#### [PAGE EXCERPT]
>>

Downsized Neiman Marcus deal prices; Delphi bounces around on reported request to GM

By Paul Deckelman and Paul A. Harris

New York, Sept. 28 - The Neiman Marcus Group Inc. was heard by high-yield syndicate sources to have successfully priced its two-part mega-deal offering Wednesday - although the upscale Dallas-based retailer's issue had first been sharply downsized from over $2 billion and had a third bond tranche lopped off and replaced with bank debt.

A pricing was also seen from Whiting Petroleum Corp., while price talk emerged on upcoming issues from TIM Hellas and Hornbeck Offshore, while supermarket operator Roundy's was heard getting ready to shop a new deal around.

In the secondary market, traders noted some activity in the bonds of Delphi Corp., on news reports that the troubled Troy, Mich.-based automotive electronics manufacturer had asked former corporate parent General Motors Corp. for a bailout totaling as much as $6 billion.

One source from a hedge fund saw the market continuing to grind higher on Wednesday as the primary market witnessed $1.45 billion price in three tranches from two issuers.

<<

#### [DIRECTIVE A]
From the bond market report, copy the passage that begins at "In the secondary" and ends after "from two issuers.", word for word.
#### [DIRECTIVE B]
In the bond market report, how large a bailout was Delphi reported to have asked General Motors for?
#### [DIRECTIVE C]
Pick up the bond market report after its last sentence and keep writing it.

#### [DATA SEGMENT]
>>

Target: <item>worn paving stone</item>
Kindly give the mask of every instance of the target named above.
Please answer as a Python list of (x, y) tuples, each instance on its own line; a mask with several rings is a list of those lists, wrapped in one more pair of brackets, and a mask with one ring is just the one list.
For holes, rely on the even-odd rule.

<<

#### [WRITTEN RESPONSE A]
In the secondary market, traders noted some activity in the bonds of Delphi Corp., on news reports that the troubled Troy, Mich.-based automotive electronics manufacturer had asked former corporate parent General Motors Corp. for a bailout totaling as much as $6 billion.

One source from a hedge fund saw the market continuing to grind higher on Wednesday as the primary market witnessed $1.45 billion price in three tranches from two issuers.

#### [WRITTEN RESPONSE B]
As much as $6 billion.

#### [WRITTEN RESPONSE C]
Two of those came as part of the downsized $1.2 billion - from $2.175 billion - offering by Neiman Marcus.

Sources told Prospect News throughout the morning that investors were pressing for covenant changes, which they got, as well as for the removal of a PIK provision on the senior tranche, which they did not.

Those sources also stipulated that investors were pushing for bonds that would pay interest at higher rates than those laid out earlier in the week in price talk.

Score that one for the buy-side as well.

Neiman Marcus sells long-awaited deal

Ranking as one of 2005's vaunted big LBO deals, the long-anticipated Neiman Marcus junk bond offering finally went onto the block, albeit in truncated form, on Wednesday.

The Dallas upscale retailer priced a downsized $700 million issue of 10-year senior notes (B2/B-) at par to yield 9%.

The yield came 12.5 basis points wide of the 8¾% area price talk.

The company has the option to pay the coupon in cash or to pay it in kind plus 75 basis points.

The issue was downsized from $750 million.

Neiman Marcus also priced a downsized $500 million issue of 10-year senior subordinated notes (B3/B-) at par to yield 10 3/8%.

The subordinated notes priced 25 basis points wide of the 10% area price talk. The issue was downsized from $575 million.

An $850 million senior secured notes tranche was dropped altogether.

Credit Suisse First Boston, Banc of America Securities, Deutsche Bank Securities and Goldman Sachs & Co. were the bookrunners.

In spite of the investor pushback that sources reported, both new bonds were seen trading up in the secondary market.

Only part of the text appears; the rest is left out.